§ Written instruction 1:
Answer these questions using the passage on testing axioms:
(a) How does the passage define "intuition"?
(b) What does it mean for a system to be logically consistent?
(c) To which systems does the requirement of moral consistency apply?
§ Written instruction 2: Write a continuation of the passage on testing axioms, starting after its final sentence.

* Start Passage provided *

To say that we do not prove the most basic propositions does not mean that we must choose what to believe by a purely arbitrary "leap of faith" that is unaccompanied by any evidence or reasons. There are, in fact, two basic ways that we test the system of axioms that create the particular field of knowledge we are studying. First, does the axiom, at least as far as we can understand what it asserts, agree with what we know by intuition? "Intuition" means the mind's ability to know something immediately, without engaging in a process of calculation or reasoning.
In a relatively (logically) simple field such as mathematics, intuition is often enough to validate the axioms. For example, the axiom "through any two distinct points there is only one (straight, infinitely long) line" is self-evident, once we understand what the words mean, and as long as these words have their everyday meaning.
But outside of well-defined fields such as mathematics, two people do not always have the same intuitions. Fortunately, there is a second way, more important and fundamental than the first, of testing a system of axioms: Is the system logically, morally, and existentially consistent?
Logically consistent means that the axioms, and the propositions we can prove from the axioms, do not contradict each other. For example, the naturalistic worldview of atheism holds that all knowledge must be based on empirical data. But this belief about the nature of knowledge cannot be validated empirically, and therefore naturalism contradicts itself.
The requirement of moral consistency only applies to systems (unlike mathematics) that make moral demands on individuals and groups. This is basically the requirement that moral precepts not contradict each other. Naturalists, for example, generally assert that morality is made up by the group. But if morality is whatever the group says it is, then nobody has the right to say that the group is wrong, and so reformers such as those who fought against slavery are always wrong: If our ancestors said that slavery was acceptable, then it was acceptable. This sort of naturalism is thus morally contradictory, at least over time.
Finally, a system such as atheistic naturalism also can be judged existentially, that is, by judging whether individuals and groups can live within its dictates. As an example, naturalism, strictly speaking, declares that there is no such thing as "the meaning of life." To the strict naturalist, your life means whatever you say it does.

* End Passage provided *
* Start Entries supplied *

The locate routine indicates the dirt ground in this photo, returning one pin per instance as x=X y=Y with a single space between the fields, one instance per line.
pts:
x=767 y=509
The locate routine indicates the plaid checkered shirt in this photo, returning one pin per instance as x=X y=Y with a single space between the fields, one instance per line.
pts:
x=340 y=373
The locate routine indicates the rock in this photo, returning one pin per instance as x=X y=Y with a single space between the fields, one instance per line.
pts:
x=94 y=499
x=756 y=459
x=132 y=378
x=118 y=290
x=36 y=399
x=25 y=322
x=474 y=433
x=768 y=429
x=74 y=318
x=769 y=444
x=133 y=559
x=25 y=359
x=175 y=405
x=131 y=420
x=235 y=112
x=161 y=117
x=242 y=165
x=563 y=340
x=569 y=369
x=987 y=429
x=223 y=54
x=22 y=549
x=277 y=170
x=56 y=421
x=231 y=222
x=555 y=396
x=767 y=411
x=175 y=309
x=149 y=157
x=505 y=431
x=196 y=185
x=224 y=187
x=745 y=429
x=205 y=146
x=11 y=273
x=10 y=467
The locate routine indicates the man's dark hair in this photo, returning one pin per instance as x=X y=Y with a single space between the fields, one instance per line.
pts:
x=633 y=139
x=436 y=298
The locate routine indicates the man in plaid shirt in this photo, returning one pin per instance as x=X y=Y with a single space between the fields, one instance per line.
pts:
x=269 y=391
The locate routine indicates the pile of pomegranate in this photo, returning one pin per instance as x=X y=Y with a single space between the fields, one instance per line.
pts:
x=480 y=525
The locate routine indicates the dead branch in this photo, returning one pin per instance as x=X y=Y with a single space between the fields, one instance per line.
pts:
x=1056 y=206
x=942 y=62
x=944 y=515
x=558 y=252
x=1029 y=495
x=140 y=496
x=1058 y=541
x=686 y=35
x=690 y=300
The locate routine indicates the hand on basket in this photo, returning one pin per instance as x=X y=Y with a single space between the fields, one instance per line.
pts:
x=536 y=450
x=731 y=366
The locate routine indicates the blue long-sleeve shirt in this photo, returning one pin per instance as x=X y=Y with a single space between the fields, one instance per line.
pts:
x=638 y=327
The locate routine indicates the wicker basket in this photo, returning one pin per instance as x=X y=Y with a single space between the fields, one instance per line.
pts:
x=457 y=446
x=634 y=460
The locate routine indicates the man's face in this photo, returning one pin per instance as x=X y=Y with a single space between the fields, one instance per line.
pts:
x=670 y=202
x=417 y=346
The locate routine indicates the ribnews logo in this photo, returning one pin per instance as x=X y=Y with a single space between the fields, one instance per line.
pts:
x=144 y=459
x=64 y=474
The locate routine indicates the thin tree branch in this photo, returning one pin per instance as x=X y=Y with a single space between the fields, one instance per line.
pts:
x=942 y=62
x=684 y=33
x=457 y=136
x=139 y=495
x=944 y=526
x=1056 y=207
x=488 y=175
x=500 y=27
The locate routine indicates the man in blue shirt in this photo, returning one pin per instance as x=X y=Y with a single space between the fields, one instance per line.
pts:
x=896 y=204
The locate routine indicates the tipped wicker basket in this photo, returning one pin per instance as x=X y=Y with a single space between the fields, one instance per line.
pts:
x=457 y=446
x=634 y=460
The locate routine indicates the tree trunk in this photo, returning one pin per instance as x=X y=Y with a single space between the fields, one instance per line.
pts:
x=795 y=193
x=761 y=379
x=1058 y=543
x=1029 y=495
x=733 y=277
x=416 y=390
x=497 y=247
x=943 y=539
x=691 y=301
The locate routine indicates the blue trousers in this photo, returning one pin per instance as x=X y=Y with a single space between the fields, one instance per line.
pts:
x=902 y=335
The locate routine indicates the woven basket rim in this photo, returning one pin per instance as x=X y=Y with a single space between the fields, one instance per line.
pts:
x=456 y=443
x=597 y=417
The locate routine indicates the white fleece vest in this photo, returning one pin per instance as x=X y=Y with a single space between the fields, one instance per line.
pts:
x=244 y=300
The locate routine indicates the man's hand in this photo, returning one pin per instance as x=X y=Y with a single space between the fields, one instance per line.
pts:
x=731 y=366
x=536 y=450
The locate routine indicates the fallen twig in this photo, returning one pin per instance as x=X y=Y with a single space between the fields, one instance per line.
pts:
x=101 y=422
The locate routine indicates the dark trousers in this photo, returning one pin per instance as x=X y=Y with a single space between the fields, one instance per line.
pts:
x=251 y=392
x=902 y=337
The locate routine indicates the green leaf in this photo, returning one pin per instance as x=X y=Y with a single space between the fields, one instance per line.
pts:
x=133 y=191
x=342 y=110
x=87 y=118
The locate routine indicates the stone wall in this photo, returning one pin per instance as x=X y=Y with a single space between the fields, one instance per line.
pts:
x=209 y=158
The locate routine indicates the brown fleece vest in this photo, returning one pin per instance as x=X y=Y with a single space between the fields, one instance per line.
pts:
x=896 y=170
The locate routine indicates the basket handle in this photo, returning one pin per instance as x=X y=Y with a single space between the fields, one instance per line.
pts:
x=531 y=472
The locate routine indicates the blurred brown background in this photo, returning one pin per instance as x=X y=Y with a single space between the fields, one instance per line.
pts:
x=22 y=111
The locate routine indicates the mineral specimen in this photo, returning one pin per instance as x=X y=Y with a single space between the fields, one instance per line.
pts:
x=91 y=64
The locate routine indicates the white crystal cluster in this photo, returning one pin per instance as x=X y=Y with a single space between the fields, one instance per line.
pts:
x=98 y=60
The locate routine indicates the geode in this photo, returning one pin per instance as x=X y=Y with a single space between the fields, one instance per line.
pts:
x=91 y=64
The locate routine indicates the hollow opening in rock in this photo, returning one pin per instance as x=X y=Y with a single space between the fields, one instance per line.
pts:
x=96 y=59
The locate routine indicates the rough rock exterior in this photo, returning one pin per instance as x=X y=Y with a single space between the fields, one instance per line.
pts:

* End Entries supplied *

§ Expected output 1:
(a) The mind's ability to know something immediately, without engaging in a process of calculation or reasoning.
(b) The axioms, and the propositions that can be proved from them, do not contradict each other.
(c) Only to systems that make moral demands on individuals and groups, unlike mathematics.

§ Expected output 2:
If so, then your life can mean X, and my life can mean non-X, and both our answers are equally valid. (X could be, for example, "Always putting my desires above the desires of all others.") But this means that both our answers are also equally invalid, in which case I have no reason to believe that my life really should mean non-X. And if there is no reason why my life should mean non-X, it will be impossible for me to keep to my professed non-X ideal: if it's all made up, why stick to it when the going gets tough? Naturalism is unlivable.
The Ultimate Test of Truth
According to what has been said so far, a system of axioms must be judged collectively, as a system, and not individually, on an axiom-by-axiom case. This is one of the key points of this essay, so I will explain it carefully:
To prove that an individual statement is true will require that we already know the truth of other statements that, taken together, imply the truth of the statement we are trying to prove. (That's what the word "prove" means: giving reasons.) But these statements that we already know to be true, like all statements that we know to be true, will ultimately be true because of the system of axioms that we accept without proof. And therefore our proof will never be any stronger than the system of axioms that grounds our worldview. These axioms, by definition, cannot be proved by appealing to other statements that we know to be true. Since they are axioms, they are not proved.
Furthermore, we are not referring to a relatively straightforward field of knowledge such as mathematics. We're talking about a comprehensive worldview, a system of that will describe the nature of all reality, answer the big questions (such as the existence of God), and provide a code of conduct. Therefore, our axioms will not be known simply "by intuition." Intuition cannot be counted on to answer correctly subtle and cosmic questions.
Since none of these individual axioms can be proved, our only recourse is to judge the system of axioms as a whole. This act of "judgment" is less precisely defined than the act of proving a statement by deduction. If, for example, we know that the proposition "If A, then B" is true, and also that A is true, we can deduce with 100% certainty that B is true. But the act of judging a system of axioms by checking it for the forms of consistency mentioned above is less certain than formal logical deduction. However, it is the only means available for us to make what is in fact the supreme test for truth, namely, to test our worldview.
Is it true that the supernatural does not exist? We can only answer this question by judging the system of axioms of which it is a part, because intuition is not a reliable guide to that which goes beyond our senses and our ordinary experience.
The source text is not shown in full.